GIVEN REQUEST » Reproduce the records below line for line, without any changes.

INFORMATION PROVIDED »

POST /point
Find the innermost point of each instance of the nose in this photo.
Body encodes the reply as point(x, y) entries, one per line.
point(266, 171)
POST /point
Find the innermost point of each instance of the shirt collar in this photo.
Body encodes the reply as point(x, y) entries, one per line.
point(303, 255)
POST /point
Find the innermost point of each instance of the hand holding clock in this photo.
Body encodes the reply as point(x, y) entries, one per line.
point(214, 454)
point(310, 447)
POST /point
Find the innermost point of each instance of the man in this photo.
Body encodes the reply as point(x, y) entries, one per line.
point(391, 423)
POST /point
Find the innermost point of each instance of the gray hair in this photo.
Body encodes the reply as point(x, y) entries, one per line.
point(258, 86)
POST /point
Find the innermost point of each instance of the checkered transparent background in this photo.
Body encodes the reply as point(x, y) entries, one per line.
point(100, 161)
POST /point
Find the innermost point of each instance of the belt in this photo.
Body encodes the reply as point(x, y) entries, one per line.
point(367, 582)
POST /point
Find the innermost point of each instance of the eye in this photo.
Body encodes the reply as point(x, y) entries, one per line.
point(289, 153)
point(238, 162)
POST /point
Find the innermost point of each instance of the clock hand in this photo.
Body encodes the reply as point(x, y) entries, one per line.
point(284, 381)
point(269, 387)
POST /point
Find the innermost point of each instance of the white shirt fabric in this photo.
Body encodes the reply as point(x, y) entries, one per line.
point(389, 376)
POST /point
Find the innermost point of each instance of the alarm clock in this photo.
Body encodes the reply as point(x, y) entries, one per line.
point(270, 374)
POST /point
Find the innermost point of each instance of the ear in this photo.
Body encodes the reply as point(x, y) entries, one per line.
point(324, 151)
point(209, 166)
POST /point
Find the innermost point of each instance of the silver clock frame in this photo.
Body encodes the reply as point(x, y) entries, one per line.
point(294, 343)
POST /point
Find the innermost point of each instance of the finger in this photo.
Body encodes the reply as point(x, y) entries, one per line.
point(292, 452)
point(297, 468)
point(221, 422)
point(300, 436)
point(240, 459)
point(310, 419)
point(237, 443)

THE COMPLETED TASK »
POST /point
Find the innermost point of each instance of the nose in this photo.
Body encodes the reply as point(x, y) entries, one per line.
point(266, 171)
POST /point
Find the innermost point of each instance of the shirt collar in this photo.
Body encodes the reply as point(x, y) entries, one per line.
point(303, 255)
POST /point
Find the innermost point of each instance of the hand holding clock in this photo.
Body encodes the reply as point(x, y) entries, one per line.
point(214, 454)
point(310, 447)
POST /point
Find the innermost point of each instance of the man in this photo.
Body encodes the reply as point(x, y) entries, one per line.
point(391, 423)
POST /point
Find the innermost point of each instance of the gray hair in this photo.
Body encodes the reply as point(x, y) entries, one per line.
point(258, 86)
POST /point
Find the innermost point of each instance of the checkered transparent background in this photo.
Body encodes the reply as point(x, y) entries, one per line.
point(100, 161)
POST /point
Find the innermost point of each instance of the belt in this photo.
Body encodes the reply as point(x, y) entries, one per line.
point(367, 582)
POST /point
Find the innermost point of each instance of the eye in this photo.
Body encodes the reply as point(x, y) entries, one per line.
point(289, 153)
point(238, 162)
POST /point
Find the innermost point of each instance of the clock hand in this photo.
Body encodes the reply as point(x, y) entries, one per line.
point(284, 381)
point(269, 387)
POST /point
Find the innermost point of each instance of the white shirt fabric in this photo.
Body encodes the reply as point(x, y) entries, one per line.
point(389, 376)
POST /point
Find the innermost point of each instance of the alarm clock in this photo.
Body encodes the reply as point(x, y) entries, one per line.
point(270, 374)
POST /point
Find the innermost point of each instance of the ear in this photo.
Body encodes the reply as point(x, y) entries, one per line.
point(324, 151)
point(209, 166)
POST /point
Find the innermost point of each instance of the silver clock frame in this photo.
Body encodes the reply as point(x, y) entries, one per line.
point(294, 343)
POST /point
Find the innermost point of each instance of the finger in this photo.
Body encodes the reply as point(x, y) entries, one per line.
point(292, 452)
point(297, 468)
point(221, 422)
point(300, 436)
point(240, 459)
point(310, 419)
point(237, 443)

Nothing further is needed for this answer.